The South Carolina attorney general is asking Congress to pass a law requiring every state to recognize concealed weapon permits from all other states.

Attorney General Alan Wilson said the law would help protest citizens’ right to self-defense.

“States should not be able to deny citizens of other states the basic constitutional right to self-defense,” Attorney General Wilson said. “South Carolinians who have gone through the process of getting concealed weapon permits shouldn’t have to worry about whether they can protect themselves and their families when they travel in other states.”

Those in favor of the proposed legislation agree. "People in South Carolina travel all over the country and the biggest question I'm always asked is, where can I carry with my permit," said Jim Braziel, CWP instructor and General Manager of Sharpshooters in Greenville.

According to Braziel, South Carolina has the most extensive CWP requirements in the country.

"To my knowledge, we have the most in-depth training as far as what we have to cover," said Braziel.

According to Braziel, South Carolina and North Carolina have similar CWP requirements, while some other states are more lenient. 

"In Georgia, for example, you just have to get a background check, fill out some paperwork and get fingerprinted," said Braziel.

Those that oppose the legislation say this is a top concern. "It's problematic to me because different states have different standards," said South Carolina Rep. Chandra Dillard, "To say our own standards won't stand when other people cross our state lines is alarming."

Wilson signed onto a letter on Tuesday with other states, author state Missouri, Alabama, Louisiana, and Montana so far – urging Congress to pass either the Constitutional Concealed Carry Reciprocity Act of 2017, which is a U.S. Senate bill, or the Concealed Carry Reciprocity Act of 2017, which is a U.S. House bill.

According to the release, the bills do not allow for carrying firearms by convicted felons, those involuntarily committed to mental health facilities, and other persons prohibited by federal law from possessing or receiving firearms.

“Passing this law would not expand who’s allowed to have a concealed weapon permit,” Attorney General Wilson said. “It just eliminates the confusion we have now over which states recognize which other states’ permits, and makes that constitutional right uniform across the country. The Framers were unwavering in their right to self-protection and steadfast in their support of the Second Amendment.”
........
• Tasks to carry out
1 > Answer these questions about the concealed carry article:
(a) Who is the General Manager of Sharpshooters in Greenville?
(b) According to Braziel, which state has CWP requirements similar to South Carolina's?
(c) On what day did Wilson sign onto the letter to Congress?
2 > Edit the concealed carry article, starting with "Those in favor" and going on through "are more lenient.", and replace "instructor" with "teacher".
3 > How would you say this sentence from the concealed carry article in Spanish: "According to Braziel, South Carolina has the most extensive CWP requirements in the country."
The material that comes next has no connection to the concealed carry article.
........
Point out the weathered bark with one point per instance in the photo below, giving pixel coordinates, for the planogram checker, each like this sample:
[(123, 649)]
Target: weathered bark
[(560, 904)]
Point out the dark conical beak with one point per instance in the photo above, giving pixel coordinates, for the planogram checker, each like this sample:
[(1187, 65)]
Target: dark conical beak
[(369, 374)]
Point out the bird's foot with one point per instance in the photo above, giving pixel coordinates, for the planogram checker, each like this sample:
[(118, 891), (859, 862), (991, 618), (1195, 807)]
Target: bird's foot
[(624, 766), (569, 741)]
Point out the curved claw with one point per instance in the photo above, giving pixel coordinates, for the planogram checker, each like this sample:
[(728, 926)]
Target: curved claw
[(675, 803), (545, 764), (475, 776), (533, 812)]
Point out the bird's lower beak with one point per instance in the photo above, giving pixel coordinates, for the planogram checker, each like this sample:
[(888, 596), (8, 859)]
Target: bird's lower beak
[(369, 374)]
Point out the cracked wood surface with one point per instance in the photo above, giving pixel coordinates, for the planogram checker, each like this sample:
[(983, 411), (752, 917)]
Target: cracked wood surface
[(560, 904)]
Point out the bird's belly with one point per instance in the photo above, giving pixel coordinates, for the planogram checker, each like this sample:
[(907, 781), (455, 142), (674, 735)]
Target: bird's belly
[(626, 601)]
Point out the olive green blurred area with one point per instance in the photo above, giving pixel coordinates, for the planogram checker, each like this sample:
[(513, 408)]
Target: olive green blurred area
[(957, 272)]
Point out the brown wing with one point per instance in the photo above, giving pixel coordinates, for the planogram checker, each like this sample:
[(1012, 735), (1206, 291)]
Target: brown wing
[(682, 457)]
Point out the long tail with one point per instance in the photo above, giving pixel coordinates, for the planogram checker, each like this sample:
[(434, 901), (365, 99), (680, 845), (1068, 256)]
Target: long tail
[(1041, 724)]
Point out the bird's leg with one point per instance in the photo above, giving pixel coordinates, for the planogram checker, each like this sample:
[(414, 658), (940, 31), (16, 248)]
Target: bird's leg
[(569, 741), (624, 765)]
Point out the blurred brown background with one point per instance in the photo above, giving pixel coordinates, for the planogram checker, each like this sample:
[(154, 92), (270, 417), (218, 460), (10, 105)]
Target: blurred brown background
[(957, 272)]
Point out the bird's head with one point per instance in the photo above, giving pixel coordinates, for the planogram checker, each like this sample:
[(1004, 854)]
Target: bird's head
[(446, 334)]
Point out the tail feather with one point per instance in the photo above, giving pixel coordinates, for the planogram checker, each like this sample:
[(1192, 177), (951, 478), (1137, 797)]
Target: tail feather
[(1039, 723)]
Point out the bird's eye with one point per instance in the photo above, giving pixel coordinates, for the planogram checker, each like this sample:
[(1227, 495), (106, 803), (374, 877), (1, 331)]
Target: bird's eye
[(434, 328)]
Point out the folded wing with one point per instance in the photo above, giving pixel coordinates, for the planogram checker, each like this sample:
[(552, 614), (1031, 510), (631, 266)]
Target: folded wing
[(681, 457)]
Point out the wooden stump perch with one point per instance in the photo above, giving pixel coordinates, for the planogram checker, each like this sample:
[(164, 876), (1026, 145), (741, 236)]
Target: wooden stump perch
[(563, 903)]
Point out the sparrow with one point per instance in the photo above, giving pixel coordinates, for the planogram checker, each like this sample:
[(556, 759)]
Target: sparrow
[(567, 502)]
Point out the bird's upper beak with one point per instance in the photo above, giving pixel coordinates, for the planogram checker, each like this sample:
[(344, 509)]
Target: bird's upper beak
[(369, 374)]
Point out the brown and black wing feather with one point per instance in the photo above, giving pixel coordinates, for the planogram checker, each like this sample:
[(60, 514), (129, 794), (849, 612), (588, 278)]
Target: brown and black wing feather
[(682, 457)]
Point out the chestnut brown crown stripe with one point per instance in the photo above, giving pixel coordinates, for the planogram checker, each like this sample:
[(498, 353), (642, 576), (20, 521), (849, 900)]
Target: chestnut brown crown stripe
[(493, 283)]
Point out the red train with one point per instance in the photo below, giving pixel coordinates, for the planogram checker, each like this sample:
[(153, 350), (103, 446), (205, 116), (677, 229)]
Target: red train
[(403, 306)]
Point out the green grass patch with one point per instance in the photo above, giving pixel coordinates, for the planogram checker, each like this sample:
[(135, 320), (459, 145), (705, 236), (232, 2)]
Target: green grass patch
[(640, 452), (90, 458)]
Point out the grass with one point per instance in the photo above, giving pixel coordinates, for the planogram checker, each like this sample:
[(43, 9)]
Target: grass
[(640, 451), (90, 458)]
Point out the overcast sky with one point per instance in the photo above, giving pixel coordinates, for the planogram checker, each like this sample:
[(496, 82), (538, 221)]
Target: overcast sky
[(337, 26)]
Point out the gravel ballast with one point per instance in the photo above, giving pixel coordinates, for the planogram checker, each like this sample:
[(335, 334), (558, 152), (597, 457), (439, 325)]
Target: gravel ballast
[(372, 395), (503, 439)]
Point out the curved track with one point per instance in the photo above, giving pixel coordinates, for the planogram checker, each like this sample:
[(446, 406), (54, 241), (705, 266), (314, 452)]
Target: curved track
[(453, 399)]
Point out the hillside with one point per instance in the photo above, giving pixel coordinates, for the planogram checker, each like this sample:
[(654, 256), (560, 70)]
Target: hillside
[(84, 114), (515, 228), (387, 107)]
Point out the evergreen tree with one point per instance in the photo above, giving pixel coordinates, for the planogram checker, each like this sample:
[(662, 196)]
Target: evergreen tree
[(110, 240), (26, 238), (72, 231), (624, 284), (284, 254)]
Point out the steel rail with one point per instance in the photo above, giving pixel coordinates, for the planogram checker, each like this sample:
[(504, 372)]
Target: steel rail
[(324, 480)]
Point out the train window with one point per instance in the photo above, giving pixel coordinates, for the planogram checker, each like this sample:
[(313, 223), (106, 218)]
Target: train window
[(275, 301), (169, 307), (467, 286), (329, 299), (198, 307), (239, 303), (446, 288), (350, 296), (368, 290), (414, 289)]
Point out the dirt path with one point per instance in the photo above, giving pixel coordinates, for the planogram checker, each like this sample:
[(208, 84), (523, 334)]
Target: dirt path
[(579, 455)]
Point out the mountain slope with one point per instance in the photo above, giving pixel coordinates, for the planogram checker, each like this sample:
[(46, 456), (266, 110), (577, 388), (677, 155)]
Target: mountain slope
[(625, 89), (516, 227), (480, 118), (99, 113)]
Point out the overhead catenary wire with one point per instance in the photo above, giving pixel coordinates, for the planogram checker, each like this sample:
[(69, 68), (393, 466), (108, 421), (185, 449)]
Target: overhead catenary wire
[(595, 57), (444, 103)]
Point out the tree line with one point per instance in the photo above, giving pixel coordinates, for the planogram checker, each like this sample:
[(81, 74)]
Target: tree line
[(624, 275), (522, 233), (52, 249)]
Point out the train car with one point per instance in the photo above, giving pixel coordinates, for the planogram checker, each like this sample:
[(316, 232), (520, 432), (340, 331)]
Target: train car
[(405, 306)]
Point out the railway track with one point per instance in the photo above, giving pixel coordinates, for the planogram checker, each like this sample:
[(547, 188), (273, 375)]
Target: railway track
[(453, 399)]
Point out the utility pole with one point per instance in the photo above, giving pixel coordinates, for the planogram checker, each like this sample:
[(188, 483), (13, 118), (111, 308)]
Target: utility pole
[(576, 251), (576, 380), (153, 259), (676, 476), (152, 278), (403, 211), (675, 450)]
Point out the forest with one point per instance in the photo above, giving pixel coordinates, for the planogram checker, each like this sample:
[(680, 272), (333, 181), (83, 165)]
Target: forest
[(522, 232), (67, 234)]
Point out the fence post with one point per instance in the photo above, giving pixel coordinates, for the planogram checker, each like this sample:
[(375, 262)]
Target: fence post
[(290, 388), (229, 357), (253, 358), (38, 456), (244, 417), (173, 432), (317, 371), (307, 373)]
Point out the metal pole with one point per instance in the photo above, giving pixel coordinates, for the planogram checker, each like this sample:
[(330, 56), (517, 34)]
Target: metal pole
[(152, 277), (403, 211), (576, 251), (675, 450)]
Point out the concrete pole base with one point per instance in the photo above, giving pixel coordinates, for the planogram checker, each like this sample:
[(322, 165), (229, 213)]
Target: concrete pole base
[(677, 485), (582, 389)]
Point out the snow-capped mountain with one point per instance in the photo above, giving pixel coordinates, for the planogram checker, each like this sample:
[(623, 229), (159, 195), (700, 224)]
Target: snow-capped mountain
........
• Correct answers
1 >
(a) Jim Braziel
(b) North Carolina
(c) Tuesday

2 >
Those in favor of the proposed legislation agree. "People in South Carolina travel all over the country and the biggest question I'm always asked is, where can I carry with my permit," said Jim Braziel, CWP teacher and General Manager of Sharpshooters in Greenville.

According to Braziel, South Carolina has the most extensive CWP requirements in the country.

"To my knowledge, we have the most in-depth training as far as what we have to cover," said Braziel.

According to Braziel, South Carolina and North Carolina have similar CWP requirements, while some other states are more lenient.

3 > Según Braziel, Carolina del Sur tiene los requisitos de CWP más amplios del país.